Brief A:
Answer these questions from the passage about the "Atlanta" episode, one answer per line, marked the same way:
(i) What does Lottie's teacher recommend doing with Lottie?
(ii) What job did Van lose?
(iii) What kind of school does Lottie currently attend?
Brief B:
Convert part of the entries into a Markdown table with the columns Row and Line, giving each line its own row and leaving out blank lines. Begin at the line in the entries that contains "Please segment every instance of the tree" and continue through the last line of the entries, including both ends and nothing else.

[Selected text start]

In the final episode of the second season of the hit FX tragicomedy ‘Atlanta’, there is a scene where Earn, the protagonist of the show, and Van, his ex-girlfriend and mother of his child, take their daughter, Lottie, for a parent teacher conference. As Van and Earn sit in uncomfortable mini chairs, in what looks like a classroom with books and teaching paraphernalia everywhere, an older African American lady, Lottie’s teacher, suggests that Lottie is ‘very advanced and gifted’. The lady recommends transferring Lottie to a reasonably priced private school to prevent further stunting her learning development. The lady leaves the hesitant parents with the words ‘if I see a steer smart enough to get out of the pen I leave the gate open’. If you’d watched other episodes of the show it’s easy to understand Van and Earn’s hesitation to send Lottie to an expensive private school. Earn is struggling as a manager of a rising star rapper, ‘Paper Boi’, and Van lost her job as a schoolteacher (and the irony there is subtle but powerful). Money is not exactly flowing in this separated parent household. Lottie’s current school, a public school, is the only true option that her parents can ‘afford’. But now that the seed of ‘gifted’ has been planted in Van and Earn’s minds, there is very little choice about what to do next. Van and Earn will have to, some way some how, find the money. No parent, real or fictional, wants the guilt of his/her child’s unfulfilled potential to come down to their inability to afford what would have assured the attainment of that potential. Crazy thing is, this guilt is what the vast majority of parents of minority kids in the United States have to live with. Every. Day. In a country where we’ve come to believe that public schools are crap and private schools provide the best education.

[Selected text end]
[Data supplied start]

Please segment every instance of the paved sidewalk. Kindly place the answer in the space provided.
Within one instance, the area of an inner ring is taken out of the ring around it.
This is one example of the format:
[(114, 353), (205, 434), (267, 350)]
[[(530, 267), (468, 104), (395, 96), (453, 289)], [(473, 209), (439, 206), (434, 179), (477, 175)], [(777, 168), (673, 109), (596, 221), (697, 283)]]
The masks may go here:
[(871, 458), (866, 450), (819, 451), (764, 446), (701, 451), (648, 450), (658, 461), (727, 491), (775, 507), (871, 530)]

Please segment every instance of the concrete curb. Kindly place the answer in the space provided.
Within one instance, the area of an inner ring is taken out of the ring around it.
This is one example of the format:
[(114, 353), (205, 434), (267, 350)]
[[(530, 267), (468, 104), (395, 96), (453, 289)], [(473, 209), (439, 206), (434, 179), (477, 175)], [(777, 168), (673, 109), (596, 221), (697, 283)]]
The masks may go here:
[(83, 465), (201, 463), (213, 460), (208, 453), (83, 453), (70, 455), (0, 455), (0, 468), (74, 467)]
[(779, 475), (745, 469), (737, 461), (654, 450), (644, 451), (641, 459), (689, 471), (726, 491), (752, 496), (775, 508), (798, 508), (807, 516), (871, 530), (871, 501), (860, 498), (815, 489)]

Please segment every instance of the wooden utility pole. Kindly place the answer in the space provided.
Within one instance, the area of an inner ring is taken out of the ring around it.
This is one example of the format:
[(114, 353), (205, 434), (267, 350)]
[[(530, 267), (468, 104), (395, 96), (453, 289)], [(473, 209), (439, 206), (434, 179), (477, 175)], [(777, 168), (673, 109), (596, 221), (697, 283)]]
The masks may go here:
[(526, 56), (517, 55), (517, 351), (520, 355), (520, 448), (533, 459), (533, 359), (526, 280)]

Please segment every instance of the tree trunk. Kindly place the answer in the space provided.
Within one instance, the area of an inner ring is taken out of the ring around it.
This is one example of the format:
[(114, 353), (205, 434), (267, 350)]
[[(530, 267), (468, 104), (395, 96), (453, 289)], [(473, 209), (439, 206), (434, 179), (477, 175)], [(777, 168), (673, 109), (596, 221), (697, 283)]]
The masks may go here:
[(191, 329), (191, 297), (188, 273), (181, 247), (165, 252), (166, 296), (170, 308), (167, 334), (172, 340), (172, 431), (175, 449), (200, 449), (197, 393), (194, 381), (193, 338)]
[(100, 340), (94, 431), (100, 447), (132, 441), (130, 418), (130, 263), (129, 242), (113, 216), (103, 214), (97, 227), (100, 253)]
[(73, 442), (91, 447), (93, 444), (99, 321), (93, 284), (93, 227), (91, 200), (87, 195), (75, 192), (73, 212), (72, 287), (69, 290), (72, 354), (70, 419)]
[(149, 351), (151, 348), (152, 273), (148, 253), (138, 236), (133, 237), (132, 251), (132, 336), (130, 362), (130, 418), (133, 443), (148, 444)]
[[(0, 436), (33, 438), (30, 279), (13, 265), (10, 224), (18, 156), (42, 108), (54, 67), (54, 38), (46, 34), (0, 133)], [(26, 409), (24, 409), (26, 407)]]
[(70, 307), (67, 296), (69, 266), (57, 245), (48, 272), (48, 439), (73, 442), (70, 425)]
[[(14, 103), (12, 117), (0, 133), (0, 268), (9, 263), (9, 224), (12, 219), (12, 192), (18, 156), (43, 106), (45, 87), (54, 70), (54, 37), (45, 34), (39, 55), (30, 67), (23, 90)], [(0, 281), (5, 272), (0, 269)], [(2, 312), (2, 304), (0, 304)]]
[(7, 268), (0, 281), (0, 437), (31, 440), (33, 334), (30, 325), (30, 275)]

[Data supplied end]

Task answer A:
(i) Transferring her to a reasonably priced private school.
(ii) Her job as a schoolteacher.
(iii) A public school.

Task answer B:
| Row | Line |
|---|---|
| 1 | Please segment every instance of the tree trunk. Kindly place the answer in the space provided. |
| 2 | Within one instance, the area of an inner ring is taken out of the ring around it. |
| 3 | This is one example of the format: |
| 4 | [(114, 353), (205, 434), (267, 350)] |
| 5 | [[(530, 267), (468, 104), (395, 96), (453, 289)], [(473, 209), (439, 206), (434, 179), (477, 175)], [(777, 168), (673, 109), (596, 221), (697, 283)]] |
| 6 | The masks may go here: |
| 7 | [(191, 329), (191, 297), (188, 273), (181, 247), (165, 252), (166, 296), (170, 308), (167, 334), (172, 340), (172, 431), (175, 449), (200, 449), (197, 393), (194, 381), (193, 338)] |
| 8 | [(100, 340), (94, 431), (100, 447), (132, 441), (130, 418), (130, 263), (129, 242), (113, 216), (103, 214), (97, 227), (100, 253)] |
| 9 | [(73, 442), (91, 447), (93, 444), (99, 321), (93, 284), (93, 227), (91, 200), (87, 195), (75, 192), (73, 212), (72, 287), (69, 290), (72, 354), (70, 419)] |
| 10 | [(149, 351), (151, 348), (152, 273), (148, 253), (138, 236), (133, 237), (132, 251), (132, 336), (130, 362), (130, 418), (133, 443), (148, 444)] |
| 11 | [[(0, 436), (33, 438), (30, 279), (13, 265), (10, 224), (18, 156), (42, 108), (54, 67), (54, 38), (46, 34), (0, 133)], [(26, 409), (24, 409), (26, 407)]] |
| 12 | [(70, 307), (67, 296), (69, 266), (57, 245), (48, 272), (48, 439), (73, 442), (70, 425)] |
| 13 | [[(14, 103), (12, 117), (0, 133), (0, 268), (9, 263), (9, 224), (12, 219), (12, 192), (18, 156), (43, 106), (45, 87), (54, 70), (54, 37), (45, 34), (39, 55), (30, 67), (23, 90)], [(0, 281), (5, 272), (0, 269)], [(2, 312), (2, 304), (0, 304)]] |
| 14 | [(7, 268), (0, 281), (0, 437), (31, 440), (33, 334), (30, 325), (30, 275)] |